The task ->
Copy every line of the material below word for word, with nothing added, dropped, or changed.
═════ Materials provided
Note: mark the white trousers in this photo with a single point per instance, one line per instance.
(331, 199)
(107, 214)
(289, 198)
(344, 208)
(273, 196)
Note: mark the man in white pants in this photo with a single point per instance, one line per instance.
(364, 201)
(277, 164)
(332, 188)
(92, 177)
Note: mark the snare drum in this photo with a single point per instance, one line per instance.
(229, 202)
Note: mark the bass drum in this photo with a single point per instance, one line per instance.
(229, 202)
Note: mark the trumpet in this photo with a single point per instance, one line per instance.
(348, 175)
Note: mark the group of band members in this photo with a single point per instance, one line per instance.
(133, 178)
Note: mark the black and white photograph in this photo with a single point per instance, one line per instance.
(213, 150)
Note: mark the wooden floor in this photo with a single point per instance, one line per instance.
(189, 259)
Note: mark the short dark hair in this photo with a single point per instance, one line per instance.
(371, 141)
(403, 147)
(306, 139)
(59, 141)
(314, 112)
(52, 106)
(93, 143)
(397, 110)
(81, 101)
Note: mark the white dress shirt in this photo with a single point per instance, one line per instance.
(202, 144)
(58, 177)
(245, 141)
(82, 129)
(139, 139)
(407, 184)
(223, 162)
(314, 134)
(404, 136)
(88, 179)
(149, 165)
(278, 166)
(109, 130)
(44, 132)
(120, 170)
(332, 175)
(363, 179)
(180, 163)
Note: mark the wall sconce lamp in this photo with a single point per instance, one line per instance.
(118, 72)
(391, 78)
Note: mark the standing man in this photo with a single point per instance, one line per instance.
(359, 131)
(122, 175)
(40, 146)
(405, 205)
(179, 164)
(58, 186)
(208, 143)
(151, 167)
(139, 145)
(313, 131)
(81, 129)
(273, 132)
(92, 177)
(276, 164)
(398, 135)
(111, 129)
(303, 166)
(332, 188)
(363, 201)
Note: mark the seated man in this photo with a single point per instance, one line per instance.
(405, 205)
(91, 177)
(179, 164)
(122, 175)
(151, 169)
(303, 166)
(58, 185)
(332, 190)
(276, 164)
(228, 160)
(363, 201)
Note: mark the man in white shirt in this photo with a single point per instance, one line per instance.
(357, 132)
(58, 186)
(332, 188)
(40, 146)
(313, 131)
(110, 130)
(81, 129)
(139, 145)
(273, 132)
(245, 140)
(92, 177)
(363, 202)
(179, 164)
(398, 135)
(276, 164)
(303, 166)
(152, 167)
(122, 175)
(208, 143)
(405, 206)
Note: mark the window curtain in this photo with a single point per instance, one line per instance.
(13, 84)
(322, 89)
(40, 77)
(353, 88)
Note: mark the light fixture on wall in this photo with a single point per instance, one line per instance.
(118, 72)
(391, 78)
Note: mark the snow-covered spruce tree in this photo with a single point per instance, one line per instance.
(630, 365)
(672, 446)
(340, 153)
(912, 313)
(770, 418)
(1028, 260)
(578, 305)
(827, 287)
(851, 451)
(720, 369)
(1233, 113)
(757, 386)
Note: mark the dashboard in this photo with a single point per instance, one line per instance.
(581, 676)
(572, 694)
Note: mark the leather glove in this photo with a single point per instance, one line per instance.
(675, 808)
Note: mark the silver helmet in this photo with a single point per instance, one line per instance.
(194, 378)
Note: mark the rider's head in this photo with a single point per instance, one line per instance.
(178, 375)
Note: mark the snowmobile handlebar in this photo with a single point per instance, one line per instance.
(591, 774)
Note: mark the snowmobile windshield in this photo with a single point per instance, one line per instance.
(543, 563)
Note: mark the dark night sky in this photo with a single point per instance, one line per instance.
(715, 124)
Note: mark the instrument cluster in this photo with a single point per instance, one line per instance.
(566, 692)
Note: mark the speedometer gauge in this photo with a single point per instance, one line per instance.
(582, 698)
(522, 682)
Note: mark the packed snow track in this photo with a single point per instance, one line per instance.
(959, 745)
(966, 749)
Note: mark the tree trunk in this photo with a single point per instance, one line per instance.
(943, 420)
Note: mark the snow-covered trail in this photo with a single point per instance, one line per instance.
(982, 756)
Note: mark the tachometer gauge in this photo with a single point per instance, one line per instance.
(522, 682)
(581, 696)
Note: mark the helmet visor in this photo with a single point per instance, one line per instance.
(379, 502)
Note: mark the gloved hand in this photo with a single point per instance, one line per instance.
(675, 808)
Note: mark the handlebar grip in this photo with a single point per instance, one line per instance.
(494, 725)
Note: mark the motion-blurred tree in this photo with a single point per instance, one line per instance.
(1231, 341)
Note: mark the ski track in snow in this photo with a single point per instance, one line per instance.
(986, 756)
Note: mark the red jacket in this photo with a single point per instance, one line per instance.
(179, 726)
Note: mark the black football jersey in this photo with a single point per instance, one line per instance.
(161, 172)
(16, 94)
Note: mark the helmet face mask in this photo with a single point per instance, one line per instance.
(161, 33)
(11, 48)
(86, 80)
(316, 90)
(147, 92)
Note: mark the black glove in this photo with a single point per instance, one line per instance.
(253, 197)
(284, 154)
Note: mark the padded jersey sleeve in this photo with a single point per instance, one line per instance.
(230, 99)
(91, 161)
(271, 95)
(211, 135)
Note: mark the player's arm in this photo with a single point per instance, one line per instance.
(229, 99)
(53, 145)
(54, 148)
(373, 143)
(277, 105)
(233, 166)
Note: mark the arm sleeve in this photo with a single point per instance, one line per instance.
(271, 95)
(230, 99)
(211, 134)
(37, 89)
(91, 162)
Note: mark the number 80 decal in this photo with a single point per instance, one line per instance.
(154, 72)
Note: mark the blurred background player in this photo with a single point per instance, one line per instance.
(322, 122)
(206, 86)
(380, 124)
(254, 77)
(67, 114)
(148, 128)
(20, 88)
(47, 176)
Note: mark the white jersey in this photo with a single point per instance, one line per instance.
══════════
Solution ->
Note: mark the white trousers in this photo with a single point per instance, one line per instance.
(331, 199)
(107, 214)
(289, 198)
(344, 208)
(273, 196)
Note: mark the man in white pants in this photo with a single point per instance, one line per instance.
(364, 201)
(277, 164)
(332, 188)
(92, 177)
Note: mark the snare drum in this photo with a single point per instance, one line per instance.
(229, 202)
Note: mark the bass drum in this photo with a single point per instance, one line per instance.
(229, 202)
Note: mark the trumpet in this photo with a single point per instance, one line per instance.
(348, 175)
Note: mark the group of band members in this photo with a single point per instance, one line per instance.
(133, 178)
Note: mark the black and white photograph in this photo with a single point per instance, one line per instance.
(213, 150)
Note: mark the wooden floor in this photo with a single point per instance, one line per instance.
(189, 259)
Note: mark the short dark hair in this photo with a single point per instance, one line per instance.
(371, 141)
(403, 147)
(306, 139)
(59, 141)
(314, 112)
(52, 106)
(93, 143)
(397, 110)
(81, 101)
Note: mark the white dress shirt in this photo with a single point per instance, one line per instance.
(202, 144)
(58, 177)
(245, 141)
(82, 129)
(139, 139)
(407, 184)
(223, 162)
(314, 134)
(404, 136)
(88, 179)
(149, 165)
(278, 166)
(109, 130)
(44, 132)
(120, 170)
(332, 175)
(363, 179)
(180, 163)
Note: mark the wall sconce lamp in this photo with a single point per instance, one line per instance.
(118, 72)
(391, 78)
Note: mark the standing man in this photo with a single point per instance, one line per instance.
(359, 131)
(122, 175)
(40, 146)
(405, 205)
(179, 164)
(58, 186)
(208, 143)
(151, 167)
(139, 145)
(313, 131)
(81, 129)
(273, 132)
(92, 177)
(276, 164)
(398, 135)
(111, 129)
(303, 166)
(332, 188)
(363, 201)
Note: mark the seated man in this photo with a single point per instance, one line per instance.
(405, 205)
(91, 177)
(179, 164)
(122, 175)
(151, 169)
(303, 166)
(58, 185)
(332, 190)
(276, 164)
(228, 160)
(363, 201)
Note: mark the man in white shirt in this photo with a single point per instance, one line per instance.
(357, 132)
(58, 186)
(332, 188)
(40, 146)
(313, 131)
(110, 130)
(81, 129)
(139, 145)
(273, 132)
(245, 140)
(92, 177)
(363, 202)
(179, 164)
(398, 135)
(276, 164)
(303, 166)
(152, 167)
(122, 175)
(208, 143)
(405, 206)
Note: mark the window curtain in this photo with a single point per instance, one line per instance.
(13, 84)
(322, 89)
(40, 77)
(353, 88)
Note: mark the light fixture on wall in this photo with a single point per instance, one line per instance.
(118, 72)
(391, 78)
Note: mark the snow-covered spruce tree in this photo with a single point per instance, one line per instance.
(630, 365)
(672, 446)
(340, 153)
(912, 313)
(770, 418)
(1028, 260)
(578, 305)
(827, 287)
(851, 451)
(720, 369)
(1233, 113)
(757, 386)
Note: mark the dashboard in this photo with a single point per instance, one line per instance.
(581, 676)
(572, 694)
Note: mark the leather glove in this photo with a single point per instance, one line per instance.
(675, 808)
Note: mark the silver helmet in this photo with a single point per instance, one line per instance.
(194, 378)
Note: mark the rider's head in this photo with a single point per instance, one line per instance.
(178, 375)
Note: mark the snowmobile handlebar in this photo with a single point per instance, one line per instance.
(591, 774)
Note: mark the snowmobile windshield in this photo with a single point per instance, one line per instance.
(543, 563)
Note: mark the dark night sky in this photo with a single point per instance, one line per instance.
(715, 124)
Note: mark the instrument cluster in this photo with a single point per instance, one line per instance.
(566, 692)
Note: mark the speedometer gauge in this photo with a single point per instance, one line per instance.
(582, 698)
(522, 682)
Note: mark the packed snow track in this photo with a single point per instance, one line per instance.
(959, 745)
(966, 749)
Note: mark the tree trunk in this photo with a single point per instance, one line per instance.
(943, 420)
Note: mark the snow-covered trail in this photo with a single point per instance, one line per instance.
(982, 756)
Note: mark the tachometer gauge in this photo with a single point per instance, one line per instance.
(522, 682)
(581, 696)
Note: mark the helmet visor in this photo with a single point per instance, one line per instance.
(379, 502)
Note: mark the gloved hand in this photo with a single point per instance, one line per instance.
(675, 808)
Note: mark the handlebar grip in this photo with a single point per instance, one line per instance.
(494, 725)
Note: mark the motion-blurred tree in this photo with a single point per instance, one line per instance.
(1231, 341)
Note: mark the ski track in snow in this photo with a single point per instance, one line per instance.
(986, 756)
Note: mark the red jacket in this photo with a single point per instance, one line per instance.
(179, 726)
Note: mark the black football jersey in this photo with a single point per instance, one line per instance.
(161, 172)
(16, 94)
Note: mark the helmet face mask in this photo with a single point per instance, one line per instance.
(161, 33)
(11, 48)
(86, 80)
(316, 90)
(147, 92)
Note: mark the black glove in this photo with a single point per instance, one line per instance.
(253, 197)
(284, 154)
Note: mark the padded jersey sleeve in this photo with a single point per instance, one line per instance.
(230, 99)
(91, 161)
(271, 95)
(211, 135)
Note: mark the player's arm in this photo with a single point per instance, one line per instance.
(229, 99)
(53, 145)
(54, 148)
(373, 143)
(277, 105)
(233, 166)
Note: mark the arm sleeve in this photo with a single point per instance, one line per instance.
(271, 95)
(230, 99)
(211, 134)
(37, 89)
(91, 162)
Note: mark the number 80 decal in this photo with a single point per instance, one line per instance.
(154, 72)
Note: mark the blurred background player in this photo with a single point per instance, one line per instance.
(322, 122)
(206, 86)
(380, 124)
(254, 77)
(67, 114)
(148, 128)
(20, 88)
(47, 176)
Note: mark the white jersey in this photo with a single point per instance, one line per instance.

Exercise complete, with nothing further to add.